Global FDI inflows, already down by over 40% in 2001, fell by another 21% in 2002 to $651 billion (table 2). Outflows were also down in 73 of 151 countries, according to the UNCTAD report. At $120 billion, United States outflows rose by 15% from 2001, while EU outflows, at $394 billion, decreased by 13% last year, and Japan´s, at $31 billion, by 18%. FDI from developing countries ($43 billion) dipped by $4 billion, but their share in world outflows remained almost the same, at 7%. However, FDI from Central and Eastern Europe (CEE) climbed by $700 million to $4.2 billion, with the Russian Federation the largest investor in the region.

Driving the decline in FDI flows in 2001-2002 - the most significant downturn of the past three decades - was a combination of macroeconomic factors (weak economic growth or slump in economic activity linked to the business cycles in many parts of the world, especially the developed countries, and tumbling stock markets), microeconomic factors (low corporate profits, financial restructuring) and institutional factors (winding down of privatization, loss of confidence in the wake of corporate scandals and the demise of some large corporations).

Last year´s FDI downturn was uneven in four ways:

  • Geographically. Regions fared differently, and a handful of countries accounted for the bulk of the decline worldwide. The slump in the developed world (22%) was concentrated in the US and the UK (figure 1), which together accounted for 54% of the fall in the 108 countries with reduced inflows. The decline in the developing world (23%), which faced even sharper cuts in other private external capital flows, was steepest in Africa (41%) and in Latin America and the Caribbean (33%). In the latter region, 2002 was the third consecutive year of declining inflows. Flows to the world´s most populous region, Asia and the Pacific, fell minimally, thanks to record high flows to China, the largest FDI recipient globally (figure 2).
  • Sectorally. The slow recovery from the global economic slump hit both manufacturing and services hard, while FDI in the primary sector rose. Finance, transport, storage and communications were severely affected; FDI in other industries remained virtually unchanged (health and social services), or even rose (mining, quarrying and petroleum).
  • Financially. While investment flows fell in all three components of FDI - equity capital, reinvested earnings and intra-company loans - the decline in intra-company loans last year exceeded that in equity flows. In 2001, by contrast, all financial components of FDI were down by about half. Interest rate differentials, possible moves by transnational corporations (TNCs) to improve the debt-to-equity ratios of foreign affiliates and the reduced need to finance mergers and acquisitions (M&As) are among the factors behind the plunge in intra-company loans.

*Brief 1*
In the FDI passage, what was the total of global FDI inflows in 2002?
*Brief 2*
Please reproduce the FDI passage word for word, everything from "Driving the decline" down to "some large corporations).".
The listing that follows comes from a separate source.

*Data lines*
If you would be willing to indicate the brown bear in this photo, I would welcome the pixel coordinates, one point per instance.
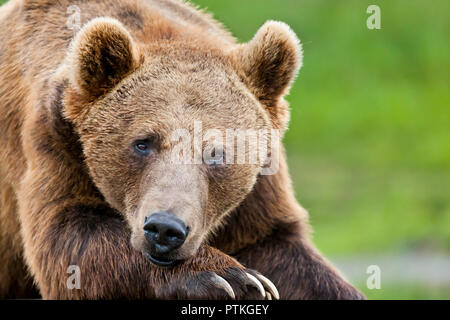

*Exercise response 1*
$651 billion.

*Exercise response 2*
Driving the decline in FDI flows in 2001-2002 - the most significant downturn of the past three decades - was a combination of macroeconomic factors (weak economic growth or slump in economic activity linked to the business cycles in many parts of the world, especially the developed countries, and tumbling stock markets), microeconomic factors (low corporate profits, financial restructuring) and institutional factors (winding down of privatization, loss of confidence in the wake of corporate scandals and the demise of some large corporations).